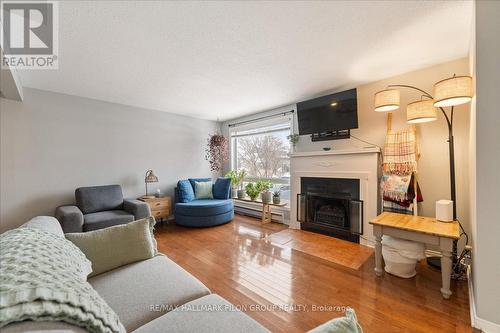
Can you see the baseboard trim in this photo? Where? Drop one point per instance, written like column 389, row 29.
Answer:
column 476, row 322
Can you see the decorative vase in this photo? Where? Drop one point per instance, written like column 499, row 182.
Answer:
column 267, row 196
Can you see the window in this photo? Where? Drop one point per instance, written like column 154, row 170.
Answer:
column 263, row 150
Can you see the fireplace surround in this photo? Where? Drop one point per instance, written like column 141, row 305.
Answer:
column 331, row 206
column 356, row 171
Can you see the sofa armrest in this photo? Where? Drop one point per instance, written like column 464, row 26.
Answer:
column 138, row 208
column 70, row 218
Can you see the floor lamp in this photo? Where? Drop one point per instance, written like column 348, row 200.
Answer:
column 450, row 92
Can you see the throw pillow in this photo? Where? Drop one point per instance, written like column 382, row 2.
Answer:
column 193, row 180
column 185, row 191
column 203, row 190
column 222, row 188
column 116, row 246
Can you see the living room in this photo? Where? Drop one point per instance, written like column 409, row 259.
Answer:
column 217, row 166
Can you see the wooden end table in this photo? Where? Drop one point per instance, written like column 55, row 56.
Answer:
column 161, row 208
column 419, row 229
column 266, row 208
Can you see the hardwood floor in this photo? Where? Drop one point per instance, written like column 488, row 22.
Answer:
column 341, row 252
column 238, row 263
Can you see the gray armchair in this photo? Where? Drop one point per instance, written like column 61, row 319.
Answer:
column 100, row 207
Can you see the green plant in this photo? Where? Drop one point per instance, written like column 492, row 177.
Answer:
column 252, row 191
column 236, row 177
column 263, row 186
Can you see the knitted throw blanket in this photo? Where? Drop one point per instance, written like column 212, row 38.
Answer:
column 43, row 277
column 400, row 152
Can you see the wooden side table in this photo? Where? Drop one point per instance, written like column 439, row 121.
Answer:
column 266, row 208
column 161, row 208
column 419, row 229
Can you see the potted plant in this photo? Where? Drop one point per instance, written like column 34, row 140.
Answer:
column 277, row 197
column 252, row 191
column 265, row 190
column 237, row 182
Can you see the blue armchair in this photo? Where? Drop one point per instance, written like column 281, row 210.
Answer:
column 192, row 212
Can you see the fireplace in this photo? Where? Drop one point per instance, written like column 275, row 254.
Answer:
column 331, row 206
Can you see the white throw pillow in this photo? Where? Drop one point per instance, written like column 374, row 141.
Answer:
column 203, row 190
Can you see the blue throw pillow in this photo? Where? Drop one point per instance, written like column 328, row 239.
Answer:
column 185, row 191
column 222, row 188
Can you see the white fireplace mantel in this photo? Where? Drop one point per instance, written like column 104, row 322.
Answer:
column 337, row 152
column 362, row 164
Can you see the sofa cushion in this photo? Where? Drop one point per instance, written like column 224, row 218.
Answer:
column 45, row 223
column 185, row 191
column 145, row 290
column 210, row 314
column 222, row 188
column 204, row 207
column 203, row 190
column 116, row 246
column 98, row 198
column 106, row 219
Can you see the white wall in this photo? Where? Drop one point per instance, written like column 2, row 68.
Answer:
column 52, row 143
column 485, row 160
column 434, row 163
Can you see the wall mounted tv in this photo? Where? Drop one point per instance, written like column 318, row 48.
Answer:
column 329, row 117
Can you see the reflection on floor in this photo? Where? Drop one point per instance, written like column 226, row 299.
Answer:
column 341, row 252
column 236, row 261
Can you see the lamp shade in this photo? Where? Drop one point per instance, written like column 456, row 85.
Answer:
column 421, row 112
column 150, row 177
column 453, row 91
column 387, row 100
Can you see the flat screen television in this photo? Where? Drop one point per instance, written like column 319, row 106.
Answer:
column 329, row 113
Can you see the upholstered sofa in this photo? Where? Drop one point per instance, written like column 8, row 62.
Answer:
column 100, row 207
column 192, row 212
column 152, row 295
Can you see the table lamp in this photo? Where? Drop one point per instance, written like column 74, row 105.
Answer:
column 150, row 177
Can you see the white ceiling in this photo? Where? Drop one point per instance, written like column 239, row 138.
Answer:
column 221, row 60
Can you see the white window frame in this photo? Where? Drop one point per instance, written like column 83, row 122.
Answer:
column 255, row 125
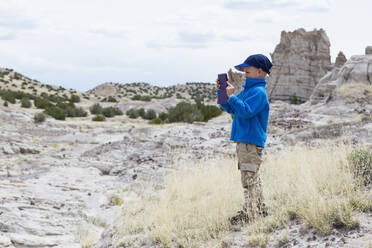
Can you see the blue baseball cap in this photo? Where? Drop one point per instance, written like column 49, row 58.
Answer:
column 258, row 61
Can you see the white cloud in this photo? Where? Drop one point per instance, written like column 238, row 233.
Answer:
column 257, row 5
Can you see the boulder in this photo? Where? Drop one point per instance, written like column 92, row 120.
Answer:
column 323, row 90
column 358, row 69
column 299, row 61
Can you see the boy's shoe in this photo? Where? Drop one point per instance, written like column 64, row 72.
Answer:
column 263, row 212
column 240, row 218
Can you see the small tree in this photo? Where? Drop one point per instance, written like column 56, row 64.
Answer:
column 96, row 109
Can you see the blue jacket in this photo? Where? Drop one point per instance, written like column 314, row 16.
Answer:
column 251, row 112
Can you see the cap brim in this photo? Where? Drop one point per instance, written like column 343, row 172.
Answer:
column 241, row 66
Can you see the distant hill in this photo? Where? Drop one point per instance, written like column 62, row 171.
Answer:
column 107, row 92
column 191, row 90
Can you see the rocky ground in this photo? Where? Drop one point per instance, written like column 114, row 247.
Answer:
column 60, row 180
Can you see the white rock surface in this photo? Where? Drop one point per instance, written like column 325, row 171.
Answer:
column 299, row 61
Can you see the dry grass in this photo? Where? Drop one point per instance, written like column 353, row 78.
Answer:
column 354, row 90
column 193, row 208
column 312, row 185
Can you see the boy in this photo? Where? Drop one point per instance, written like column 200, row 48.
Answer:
column 251, row 113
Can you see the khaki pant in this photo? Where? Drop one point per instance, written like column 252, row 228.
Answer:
column 249, row 162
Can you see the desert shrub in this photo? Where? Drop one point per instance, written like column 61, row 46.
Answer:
column 117, row 111
column 42, row 103
column 156, row 121
column 98, row 118
column 141, row 98
column 8, row 96
column 208, row 111
column 95, row 109
column 361, row 165
column 141, row 112
column 108, row 112
column 75, row 98
column 313, row 186
column 39, row 117
column 185, row 112
column 146, row 98
column 79, row 112
column 132, row 113
column 136, row 97
column 111, row 99
column 295, row 100
column 25, row 103
column 163, row 116
column 150, row 114
column 354, row 90
column 56, row 112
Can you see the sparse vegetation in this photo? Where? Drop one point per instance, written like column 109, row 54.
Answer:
column 354, row 90
column 99, row 118
column 25, row 103
column 316, row 186
column 96, row 109
column 109, row 99
column 361, row 164
column 39, row 118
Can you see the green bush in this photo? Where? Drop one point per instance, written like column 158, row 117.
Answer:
column 39, row 117
column 117, row 111
column 132, row 113
column 56, row 112
column 111, row 99
column 96, row 109
column 108, row 112
column 146, row 98
column 163, row 116
column 25, row 103
column 75, row 98
column 98, row 118
column 156, row 121
column 185, row 112
column 8, row 96
column 136, row 98
column 42, row 103
column 150, row 114
column 141, row 98
column 141, row 112
column 208, row 111
column 361, row 165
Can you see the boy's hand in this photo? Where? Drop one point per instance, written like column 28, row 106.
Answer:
column 229, row 89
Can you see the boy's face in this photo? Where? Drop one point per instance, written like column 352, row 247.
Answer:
column 253, row 72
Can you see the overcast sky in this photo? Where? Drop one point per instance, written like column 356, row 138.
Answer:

# [JOB]
Please duplicate every one of the rows above word for word, leaving the pictures out.

# [TASK RESPONSE]
Can you see the baseboard trim in this photo? Where? Drop one point per instance, written like column 389, row 29.
Answer:
column 476, row 322
Can you see the decorative vase in this photo? Where? Drop one point per instance, written like column 499, row 182.
Answer:
column 267, row 196
Can you see the window in this photo? Where? Drop one point per instance, written like column 154, row 170.
Answer:
column 263, row 150
Can you see the fireplace surround in this photo? Where? Drop one point per instance, written like column 141, row 305.
Answer:
column 331, row 206
column 356, row 171
Can you see the sofa armrest in this photo? Where? Drop one point per instance, written like column 464, row 26.
Answer:
column 138, row 208
column 70, row 218
Can you see the floor lamp in this photo? Where? Drop one point per instance, written like column 348, row 200.
Answer:
column 450, row 92
Can you see the throw pillow in this photo? Where? Drop one point per instance, written like column 382, row 2.
Answer:
column 193, row 180
column 185, row 191
column 203, row 190
column 222, row 188
column 116, row 246
Can you see the living room in this photo? Where? Drop one point per instance, written like column 409, row 259.
Answer:
column 217, row 166
Can you see the wooden end table in this photo? Where? Drop one point per instance, written like column 55, row 56.
Answer:
column 161, row 208
column 419, row 229
column 266, row 208
Can you see the hardwood floor in this photo? Where? Drop one point per instance, written like column 488, row 22.
Answer:
column 341, row 252
column 238, row 263
Can you see the gray armchair in this photo? Where? Drop one point per instance, written like column 61, row 319.
Answer:
column 100, row 207
Can you see the green plant in this photo? Where? Drop one point per instance, written like column 492, row 177.
Answer:
column 252, row 191
column 236, row 177
column 263, row 186
Can you see the knitted throw blanket in this photo? Where? Drop one point per instance, written like column 212, row 38.
Answer:
column 43, row 277
column 400, row 152
Can you see the wooden side table in this photo? Where? Drop one point per instance, written like column 439, row 121.
Answer:
column 266, row 208
column 161, row 208
column 419, row 229
Can you see the potted plant in this photo? Where? Drop one point per instance, written like column 34, row 140.
Answer:
column 277, row 197
column 252, row 191
column 265, row 190
column 237, row 182
Can you see the blue armchair in this photo? Where? Drop one point per instance, written like column 281, row 210.
Answer:
column 192, row 212
Can you see the fireplace in this photo? Where? Drop one point per instance, written like column 275, row 254.
Answer:
column 331, row 206
Can you see the white throw pillow in this photo? Where? Drop one point per instance, written like column 374, row 141.
Answer:
column 203, row 190
Can you see the blue throw pillow in this photo? Where? Drop one point per instance, written like column 328, row 239.
Answer:
column 185, row 191
column 222, row 188
Can you see the white fireplace mantel in this photo? Where? Drop one point per instance, written like column 104, row 322.
Answer:
column 337, row 152
column 362, row 164
Can you see the sofa cushion in this photo? Where? Drop one point per instance, written like column 224, row 218.
Answer:
column 45, row 223
column 185, row 191
column 145, row 290
column 210, row 314
column 222, row 188
column 204, row 207
column 203, row 190
column 116, row 246
column 98, row 198
column 106, row 219
Can you see the white wall in this photo? Where? Drop one point per instance, written like column 2, row 68.
Answer:
column 52, row 143
column 485, row 160
column 434, row 163
Can you see the wall mounted tv in this photo? Where? Drop one point per instance, written like column 318, row 48.
Answer:
column 329, row 117
Can you see the reflection on floor in this photo? Where? Drop one point per instance, written like column 226, row 299.
Answer:
column 341, row 252
column 236, row 261
Can you see the lamp shade in this photo? Where? Drop one point per instance, written like column 456, row 85.
Answer:
column 421, row 112
column 150, row 177
column 453, row 91
column 387, row 100
Can you see the flat screen television in this photo? Where? Drop one point per instance, written like column 319, row 106.
Answer:
column 329, row 113
Can you see the upholstered sofa in this photo? Where? Drop one point per instance, written like column 8, row 62.
Answer:
column 100, row 207
column 192, row 212
column 152, row 295
Can you see the table lamp in this photo? Where? Drop one point per instance, written like column 74, row 105.
Answer:
column 150, row 177
Can you see the white ceiling in this photo? Where? Drop one point per instance, written like column 239, row 138.
Answer:
column 221, row 60
Can you see the white window frame in this photo? Where? Drop one point per instance, written like column 83, row 122.
Answer:
column 255, row 125
Can you see the blue baseball cap in this photo? Where? Drop one point per instance, written like column 49, row 58.
Answer:
column 258, row 61
Can you see the white cloud in this photo? Where? Drop one point per instance, written like column 238, row 233.
Answer:
column 257, row 5
Can you see the boulder in this photo? Where? Drop one point per instance, written like column 92, row 120.
Answer:
column 323, row 90
column 358, row 69
column 299, row 61
Can you see the boy's shoe in this photo? Where? Drop one point per instance, written like column 64, row 72.
Answer:
column 263, row 212
column 240, row 218
Can you see the small tree in this photo? Where? Drop one point per instance, written like column 56, row 64.
Answer:
column 96, row 109
Can you see the blue jacket in this photo? Where? Drop one point per instance, written like column 314, row 16.
Answer:
column 251, row 112
Can you see the cap brim in this photo? Where? Drop one point per instance, written like column 343, row 172.
Answer:
column 241, row 66
Can you see the distant hill in this photo? Where? Drop one point per instance, written like column 62, row 171.
Answer:
column 107, row 92
column 191, row 90
Can you see the rocky ground in this photo? Where? Drop one point per instance, written like column 114, row 247.
Answer:
column 60, row 180
Can you see the white rock surface in this photo? Where? Drop one point per instance, written like column 325, row 171.
Answer:
column 299, row 61
Can you see the dry grass in this photo? Where? Drop one point per instance, written like column 353, row 78.
Answer:
column 354, row 90
column 193, row 208
column 312, row 185
Can you see the boy in this photo? Where? Drop one point per instance, written like column 200, row 48.
Answer:
column 251, row 113
Can you see the khaki pant in this photo? Where? Drop one point per instance, written like column 252, row 228.
Answer:
column 249, row 162
Can you see the desert shrub in this photo? Where? Drop one point per instance, written like column 61, row 46.
Answer:
column 117, row 111
column 42, row 103
column 156, row 121
column 98, row 118
column 141, row 98
column 8, row 96
column 208, row 111
column 95, row 109
column 361, row 165
column 141, row 112
column 108, row 112
column 75, row 98
column 313, row 186
column 39, row 117
column 185, row 112
column 146, row 98
column 79, row 112
column 132, row 113
column 136, row 97
column 111, row 99
column 295, row 100
column 25, row 103
column 163, row 116
column 150, row 114
column 354, row 90
column 56, row 112
Can you see the sparse vegetation in this photo? Where? Drop one point per instance, written like column 109, row 54.
Answer:
column 354, row 90
column 99, row 118
column 25, row 103
column 316, row 186
column 96, row 109
column 109, row 99
column 361, row 164
column 39, row 118
Can you see the green bush in this photo? Where? Drop one point per instance, written like column 158, row 117.
Answer:
column 39, row 117
column 117, row 111
column 132, row 113
column 56, row 112
column 111, row 99
column 96, row 109
column 108, row 112
column 146, row 98
column 163, row 116
column 25, row 103
column 75, row 98
column 98, row 118
column 156, row 121
column 185, row 112
column 8, row 96
column 136, row 98
column 42, row 103
column 150, row 114
column 141, row 98
column 141, row 112
column 208, row 111
column 361, row 165
Can you see the boy's hand in this photo? Where? Drop one point per instance, written like column 28, row 106.
Answer:
column 229, row 89
Can you see the boy's face in this photo? Where? Drop one point per instance, written like column 352, row 247.
Answer:
column 253, row 72
Can you see the overcast sky in this photo? Where? Drop one point per instance, written like column 356, row 138.
Answer:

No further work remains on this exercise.